--- Selected passage Enclosed Below ---
The Orchard Diary 1

February 27 25

THE ORCHARD DIARY  1st Month

March 9 25

Blog by Lynne Pearl

I just wrote about the hellebores and snowdrops and daffodils last month:

The sun was shining on the conference centre’s garden, the orchard had been asleep since all the apples fell last September.  But in the sunshine there is a sign of life, snowdrops, like little points of light under the mountainside, over there in the garden-orchard. 

This orchard though is part of what must surely have once been a grand farm.  The trees are pollarded so that when the apples ripen they don’t have very far to fall and in fact standing under the branches one just reaches up and there you are, all the apples you could want.  But does anyone eat these apples anymore?

So I am going to keep an account on these trees and their summer and winter.  I’ve never had an orchard before, and although it isn’t strictly speaking mine I see it often, as I go by on the way to something else, a meeting, a piece of work a day of teaching.  So this way I can keep track of growth and change over a year 

Unlike the orchards at Whimple which are forgotten, mostly ignored but not actually neglected this is a living orchard tended to by Fr Frank and Br Terry.  I bet they make sure the grass is cut and the weeds are weeded from underneath their trunks.  Someone is definitely planting flowers at their base and tend them so that there are flowers for every season in this orchard.
--- End of Enclosed Selected passage ---
#### Aim of the exercise:
Reproduce the orchard diary blog entry word for word, from its first line to its last. The material that comes after this text has no connection to it.
--- Information shown Enclosed Below ---
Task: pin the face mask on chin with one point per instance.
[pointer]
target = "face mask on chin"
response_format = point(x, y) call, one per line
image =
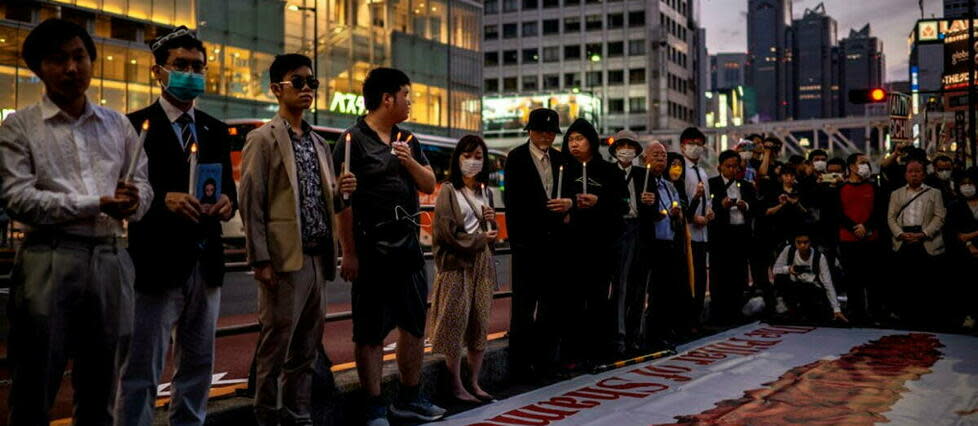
--- End of Enclosed Information shown ---
#### Solution to this problem:
The Orchard Diary 1

February 27 25

THE ORCHARD DIARY  1st Month

March 9 25

Blog by Lynne Pearl

I just wrote about the hellebores and snowdrops and daffodils last month:

The sun was shining on the conference centre’s garden, the orchard had been asleep since all the apples fell last September.  But in the sunshine there is a sign of life, snowdrops, like little points of light under the mountainside, over there in the garden-orchard. 

This orchard though is part of what must surely have once been a grand farm.  The trees are pollarded so that when the apples ripen they don’t have very far to fall and in fact standing under the branches one just reaches up and there you are, all the apples you could want.  But does anyone eat these apples anymore?

So I am going to keep an account on these trees and their summer and winter.  I’ve never had an orchard before, and although it isn’t strictly speaking mine I see it often, as I go by on the way to something else, a meeting, a piece of work a day of teaching.  So this way I can keep track of growth and change over a year 

Unlike the orchards at Whimple which are forgotten, mostly ignored but not actually neglected this is a living orchard tended to by Fr Frank and Br Terry.  I bet they make sure the grass is cut and the weeds are weeded from underneath their trunks.  Someone is definitely planting flowers at their base and tend them so that there are flowers for every season in this orchard.